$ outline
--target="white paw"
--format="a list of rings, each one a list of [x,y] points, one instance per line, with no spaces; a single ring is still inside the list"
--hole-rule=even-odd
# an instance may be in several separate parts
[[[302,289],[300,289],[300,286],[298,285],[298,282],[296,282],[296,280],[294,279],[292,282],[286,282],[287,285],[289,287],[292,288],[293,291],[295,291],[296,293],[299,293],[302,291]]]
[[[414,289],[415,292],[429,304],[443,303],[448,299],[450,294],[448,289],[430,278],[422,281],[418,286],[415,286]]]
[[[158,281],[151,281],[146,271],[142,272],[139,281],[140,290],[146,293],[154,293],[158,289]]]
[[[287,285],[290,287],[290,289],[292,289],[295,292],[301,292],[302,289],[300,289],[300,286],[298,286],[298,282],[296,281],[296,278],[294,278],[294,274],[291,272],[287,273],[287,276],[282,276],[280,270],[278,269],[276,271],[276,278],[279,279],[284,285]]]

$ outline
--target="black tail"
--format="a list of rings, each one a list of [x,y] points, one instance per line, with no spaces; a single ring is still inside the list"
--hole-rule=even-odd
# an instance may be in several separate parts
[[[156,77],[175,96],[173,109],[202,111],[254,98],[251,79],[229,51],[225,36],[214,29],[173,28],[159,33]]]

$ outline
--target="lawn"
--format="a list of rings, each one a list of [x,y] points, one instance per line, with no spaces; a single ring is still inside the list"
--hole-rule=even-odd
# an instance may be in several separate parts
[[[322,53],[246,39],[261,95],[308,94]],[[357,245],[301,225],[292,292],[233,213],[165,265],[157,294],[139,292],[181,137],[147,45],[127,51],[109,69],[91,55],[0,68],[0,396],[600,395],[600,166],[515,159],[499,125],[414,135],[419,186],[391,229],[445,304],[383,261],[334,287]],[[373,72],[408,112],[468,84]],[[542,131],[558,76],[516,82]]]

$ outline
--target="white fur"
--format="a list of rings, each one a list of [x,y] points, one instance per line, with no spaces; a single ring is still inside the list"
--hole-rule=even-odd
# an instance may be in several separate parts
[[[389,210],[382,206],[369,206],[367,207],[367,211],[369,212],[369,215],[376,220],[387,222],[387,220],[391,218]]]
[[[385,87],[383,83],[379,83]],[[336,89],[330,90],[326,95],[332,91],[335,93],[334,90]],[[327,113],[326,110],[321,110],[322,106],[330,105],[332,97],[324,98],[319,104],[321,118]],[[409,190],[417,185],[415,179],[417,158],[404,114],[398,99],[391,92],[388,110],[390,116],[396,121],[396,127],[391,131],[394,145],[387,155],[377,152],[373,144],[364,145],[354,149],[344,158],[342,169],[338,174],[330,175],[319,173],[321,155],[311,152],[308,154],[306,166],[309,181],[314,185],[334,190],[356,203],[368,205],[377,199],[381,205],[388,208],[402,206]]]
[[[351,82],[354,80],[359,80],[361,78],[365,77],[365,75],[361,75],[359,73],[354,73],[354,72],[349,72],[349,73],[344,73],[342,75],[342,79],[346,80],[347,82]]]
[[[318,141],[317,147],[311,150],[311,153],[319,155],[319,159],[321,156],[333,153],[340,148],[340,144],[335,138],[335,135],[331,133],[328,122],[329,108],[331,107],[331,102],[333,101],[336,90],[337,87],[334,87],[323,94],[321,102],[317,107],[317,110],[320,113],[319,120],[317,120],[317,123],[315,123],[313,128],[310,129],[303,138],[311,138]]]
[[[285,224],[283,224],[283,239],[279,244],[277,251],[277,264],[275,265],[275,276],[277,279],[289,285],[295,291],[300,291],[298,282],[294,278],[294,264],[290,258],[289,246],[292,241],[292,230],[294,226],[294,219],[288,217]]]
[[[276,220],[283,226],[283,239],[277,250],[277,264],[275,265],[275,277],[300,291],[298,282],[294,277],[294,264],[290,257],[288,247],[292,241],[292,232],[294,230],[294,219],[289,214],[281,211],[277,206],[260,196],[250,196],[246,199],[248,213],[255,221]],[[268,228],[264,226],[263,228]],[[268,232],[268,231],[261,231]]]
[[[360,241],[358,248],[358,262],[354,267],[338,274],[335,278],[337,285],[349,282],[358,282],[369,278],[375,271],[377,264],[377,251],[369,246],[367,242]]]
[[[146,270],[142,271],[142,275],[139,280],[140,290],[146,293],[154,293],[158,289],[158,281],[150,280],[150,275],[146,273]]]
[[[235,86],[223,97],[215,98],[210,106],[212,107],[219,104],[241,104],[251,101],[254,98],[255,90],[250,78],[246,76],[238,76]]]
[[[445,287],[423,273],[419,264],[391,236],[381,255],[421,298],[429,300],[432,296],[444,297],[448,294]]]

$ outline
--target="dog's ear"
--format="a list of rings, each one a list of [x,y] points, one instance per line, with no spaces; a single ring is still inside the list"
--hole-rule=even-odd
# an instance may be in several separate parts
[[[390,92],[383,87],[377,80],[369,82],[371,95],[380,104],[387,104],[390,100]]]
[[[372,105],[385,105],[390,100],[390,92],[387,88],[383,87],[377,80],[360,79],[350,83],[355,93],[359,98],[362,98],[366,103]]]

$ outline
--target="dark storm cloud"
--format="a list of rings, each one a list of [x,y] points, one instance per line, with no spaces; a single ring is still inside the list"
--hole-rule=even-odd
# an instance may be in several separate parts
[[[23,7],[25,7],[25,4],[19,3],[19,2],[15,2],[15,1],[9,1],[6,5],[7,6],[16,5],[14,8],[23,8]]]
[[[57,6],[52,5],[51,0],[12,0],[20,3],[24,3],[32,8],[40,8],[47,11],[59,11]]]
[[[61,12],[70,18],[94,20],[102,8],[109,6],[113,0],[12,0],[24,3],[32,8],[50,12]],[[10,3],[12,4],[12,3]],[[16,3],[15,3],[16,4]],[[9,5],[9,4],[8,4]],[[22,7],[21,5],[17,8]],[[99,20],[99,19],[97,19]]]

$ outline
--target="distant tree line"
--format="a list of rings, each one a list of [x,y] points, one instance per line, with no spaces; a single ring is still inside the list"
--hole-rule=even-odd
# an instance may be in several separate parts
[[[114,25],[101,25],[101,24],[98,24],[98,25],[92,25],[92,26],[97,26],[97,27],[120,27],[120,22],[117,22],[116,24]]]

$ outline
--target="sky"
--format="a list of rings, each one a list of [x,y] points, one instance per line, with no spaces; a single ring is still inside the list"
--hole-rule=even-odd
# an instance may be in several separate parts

☆ ☆ ☆ ☆ ☆ ☆ ☆

The lines in the records above that include the word "target" must be copied out.

#### SOLUTION TO THIS TASK
--target="white paw"
--target="black tail"
--target="lawn"
--target="white fur"
--target="dog's ear"
--target="dark storm cloud"
--target="distant tree line"
--target="sky"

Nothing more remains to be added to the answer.